** Task 1 **
According to the text on tamoxifen in Canada, which three companies still market the drug in the country?
** Task 2 **
Reproduce part of the text on tamoxifen in Canada word for word, beginning at the words "Recently Alberta has" and stopping after "prices in constant dollars.".

** Document text **

Since 1985 when the patented version of tamoxifen was released in Canada, a total of 11 companies have licensed and sold the drug in this country at one time or another. (This information is available at the Health Products database.)

Between 1996 and 2010 there were at least eight different suppliers. But gradually companies stopped making the drug; seven companies have dropped out since 2003. And of course, by 2014 we started seeing shortages (The shortage information is available at the current shortages site and its predecessor, no longer accessible, which we downloaded in 2017 for our 2018 report).

Sanofi, the first company to licence tamoxifen, dropped out in 2011 after 25 years. Now there are only 3 companies still marketing tamoxifen in Canada: Apotex, Teva, and Astra Zeneca. They have been in the tamoxifen business 30, 29 and 23 years, respectively. They make 10mg and 20 mg doses, but Astra Zeneca dropped its 10 mg dose back in 2003. See the graphs above.

As for the price of tamoxifen, it is difficult to obtain older information. The provincial formularies offer the best source for current prices, but most provinces do not keep old formularies on the web. Newfoundland is exceptional in that it has a digital archive back to 2010–not very far back when we want to know the price since 1985, but better than nothing. The price in Newfoundland has been similar to that elsewhere in the country. Right now generic tamoxifen is listed at 19 cents for 10 mg and 38 cents for 20mg tablets.

Recently Alberta has even seen a small decline in price in terms of real dollars between 2015 and 2019. But the cost of living has increased. So expressing this information in dollars of equal value (thanks to the Consumer Price Index) shows that the generic price has indeed been declining in constant dollars. See the graph above of recent prices in constant dollars.

Thanks to the help of Dr. Joel Lexchin, I have been able to get the price of Tamoxifen in Ontario since 1985. It was first released at $1.34 for a 10 mg tablet ($2.88 in 2019 dollars). It fell steadily to the current $0.1705 per 10 mg tablet. Remarkably the list price of generic tamoxifen has not budged since 1998. See below–graph of number of companies (same as above) with the price of tamoxifen in constant dollars. We can only assume that in the 20+ years since 1998, the cost of making it (raw materials and labour) must have risen at least somewhat. Doesn’t that mean the profit margin will decline?

When there are only a few makers, the margin in the system is narrow. Any manufacturing problem will result in shortage. The remaining companies (if any) will encounter a big, unexpected increase in demand and they too will report shortages. Anger against the companies that are making the drug is somewhat unfair; at least they have not dropped out… yet, and we hope that they won’t.

Any normal commercial entity would want to supply and sell its product if it could. But we as a society accept the notion that drug marketing and drug development belongs in the private sector. We also regulate the price. These private companies are not charities; if they are losing money, they stop making the drug so that they can keep paying their employees and their stakeholders.

As for why we are hearing about Tamoxifen, in particular, when so many other equally life-saving drugs are missing is a very interesting question. Sure, it is used to treat a very scary cancer, but experts reassure us that missing doses for a few weeks is not as risky as many fear. So some of the explanation comes from the articulate, motivated, frightened, and basically healthy people who are affected– the vast majority being adult women. They are able to draw the attention of journalists and policy makers and (hopefully) industry and government. It would be wonderful if this energized and effective cohort would remember all the other patients who are coping with dreadful shortages–children, the mentally and physically disabled, those in poverty–when their own issue is resolved.

Region pointing data

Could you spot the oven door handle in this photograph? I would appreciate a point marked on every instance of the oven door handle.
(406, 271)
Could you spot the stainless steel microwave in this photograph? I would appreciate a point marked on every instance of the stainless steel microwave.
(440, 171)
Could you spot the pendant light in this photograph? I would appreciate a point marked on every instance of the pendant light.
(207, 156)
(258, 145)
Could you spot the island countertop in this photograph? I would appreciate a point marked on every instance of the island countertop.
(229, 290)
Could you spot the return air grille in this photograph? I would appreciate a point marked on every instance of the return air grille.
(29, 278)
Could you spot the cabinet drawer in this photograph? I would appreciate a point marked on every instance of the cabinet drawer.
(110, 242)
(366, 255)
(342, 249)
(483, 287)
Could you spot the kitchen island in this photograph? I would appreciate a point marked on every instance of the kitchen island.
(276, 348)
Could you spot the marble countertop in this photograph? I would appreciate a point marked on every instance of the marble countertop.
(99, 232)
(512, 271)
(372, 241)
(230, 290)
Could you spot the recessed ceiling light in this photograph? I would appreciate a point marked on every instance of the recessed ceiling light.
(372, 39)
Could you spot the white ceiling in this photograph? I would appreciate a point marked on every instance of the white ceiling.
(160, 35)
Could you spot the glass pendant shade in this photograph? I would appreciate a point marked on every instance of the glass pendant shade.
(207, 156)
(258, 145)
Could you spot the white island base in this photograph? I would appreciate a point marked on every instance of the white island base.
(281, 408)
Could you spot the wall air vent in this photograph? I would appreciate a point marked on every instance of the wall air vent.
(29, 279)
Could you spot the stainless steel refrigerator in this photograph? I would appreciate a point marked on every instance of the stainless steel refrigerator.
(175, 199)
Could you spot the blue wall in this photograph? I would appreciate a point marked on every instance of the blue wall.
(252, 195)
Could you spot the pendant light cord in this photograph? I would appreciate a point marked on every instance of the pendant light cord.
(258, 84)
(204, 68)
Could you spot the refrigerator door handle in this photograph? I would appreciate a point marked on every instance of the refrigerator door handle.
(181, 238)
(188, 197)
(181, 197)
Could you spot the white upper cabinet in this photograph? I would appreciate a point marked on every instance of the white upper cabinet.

** Answer box 1 **
Apotex, Teva, and Astra Zeneca.

** Answer box 2 **
Recently Alberta has even seen a small decline in price in terms of real dollars between 2015 and 2019. But the cost of living has increased. So expressing this information in dollars of equal value (thanks to the Consumer Price Index) shows that the generic price has indeed been declining in constant dollars. See the graph above of recent prices in constant dollars.